### TO DO
- A) In the forum thread about turkeys near Minot, why does the opening poster find the turkey situation in Idaho frustrating? Answer in one to three sentences.
- B) Answer these questions about the forum thread on turkeys near Minot:
(i) When does the opening poster plan to move to the Minot area?
(ii) What one-word reply does the user Dak give?
(iii) What equipment does the opening poster mention possibly moving across the country?
- C) Carry on the forum thread about turkeys near Minot from the point where it ends.

### PROVIDED TEXT
------------

# Turkeys in Minot?



## duckslyr (Nov 27, 2008)

Hello I am About to move to the Minot area in March 09 and was wondering if there are any turkeys. I currently live in Idaho and have tried turkey hunting the past 4 years with no luck. I have only seen about 5 in the entire state since i have been here. That is pretty frustrating since i come from the turkey hunting mecca of the world Missouri. I dont want your hunting spots i just want to know if it is worth packing up/moving all my decoys and such half way across the country.


----------



## Dak (Feb 28, 2005)

bring'em


----------



## taddy1340 (Dec 10, 2004)

duckslyr said:


> Hello I am About to move to the Minot area in March 09 and was wondering if there are any turkeys. I currently live in Idaho and have tried turkey hunting the past 4 years with no luck. I have only seen about 5 in the entire state since i have been here. That is pretty frustrating since i come from the turkey hunting mecca of the world Missouri. I dont want your hunting spots i just want to know if it is worth packing up/moving all my decoys and such half way across the country.

------------

Rows from a dataset for box labeling:
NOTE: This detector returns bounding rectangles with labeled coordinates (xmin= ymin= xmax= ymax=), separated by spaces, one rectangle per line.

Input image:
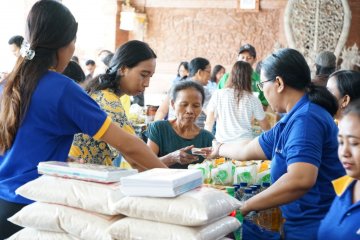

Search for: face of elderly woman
xmin=172 ymin=88 xmax=202 ymax=124
xmin=338 ymin=113 xmax=360 ymax=179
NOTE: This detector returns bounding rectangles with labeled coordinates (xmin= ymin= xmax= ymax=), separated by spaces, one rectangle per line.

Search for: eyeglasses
xmin=256 ymin=79 xmax=274 ymax=91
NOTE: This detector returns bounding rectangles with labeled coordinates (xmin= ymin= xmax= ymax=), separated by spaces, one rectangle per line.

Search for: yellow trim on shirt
xmin=332 ymin=175 xmax=354 ymax=196
xmin=93 ymin=117 xmax=112 ymax=140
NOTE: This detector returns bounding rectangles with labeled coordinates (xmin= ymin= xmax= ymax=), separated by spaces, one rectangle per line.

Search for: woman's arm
xmin=205 ymin=111 xmax=215 ymax=132
xmin=101 ymin=123 xmax=166 ymax=169
xmin=259 ymin=117 xmax=271 ymax=131
xmin=240 ymin=162 xmax=318 ymax=216
xmin=154 ymin=96 xmax=170 ymax=121
xmin=202 ymin=137 xmax=267 ymax=160
xmin=147 ymin=139 xmax=199 ymax=166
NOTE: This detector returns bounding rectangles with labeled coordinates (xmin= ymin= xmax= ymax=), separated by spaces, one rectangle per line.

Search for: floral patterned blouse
xmin=69 ymin=89 xmax=135 ymax=165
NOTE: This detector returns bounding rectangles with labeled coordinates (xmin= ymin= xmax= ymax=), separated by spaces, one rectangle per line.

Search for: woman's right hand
xmin=171 ymin=145 xmax=199 ymax=165
xmin=201 ymin=140 xmax=224 ymax=159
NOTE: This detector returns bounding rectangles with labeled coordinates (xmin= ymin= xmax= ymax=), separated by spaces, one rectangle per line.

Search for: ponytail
xmin=306 ymin=83 xmax=339 ymax=116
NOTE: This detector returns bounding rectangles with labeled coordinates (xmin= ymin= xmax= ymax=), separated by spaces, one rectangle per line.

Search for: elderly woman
xmin=326 ymin=70 xmax=360 ymax=120
xmin=155 ymin=57 xmax=211 ymax=128
xmin=147 ymin=80 xmax=214 ymax=168
xmin=205 ymin=48 xmax=345 ymax=240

------------

### ANSWERS IN ORDER
- A) The poster has tried turkey hunting in Idaho for the past four years with no luck and has seen only about five turkeys in the whole state. That is frustrating because the poster comes from Missouri, which they call the turkey hunting mecca of the world.

- B)
(i) March 09.
(ii) "bring'em"
(iii) Decoys.

- C)
Plenty of Turkeys in the area and state. How many decoys do you have? Doesn't it only take 1 or 2? Turkery hunting is one of the lightest gear hunts IMO! :beer:


----------



## duckslyr (Nov 27, 2008)

i usually use 3 hens and a jake but i have buddies that want to hunt here still so i was thinking about giving them away. but now i changed my mind.


----------



## deerslayer80 (Mar 27, 2007)

Lots of good hunting grounds around here. Do your research and scouting, and don't forget to talk to the farmers. You won't have a problem finding land if you take the time and do those few things. Best of luck in the future...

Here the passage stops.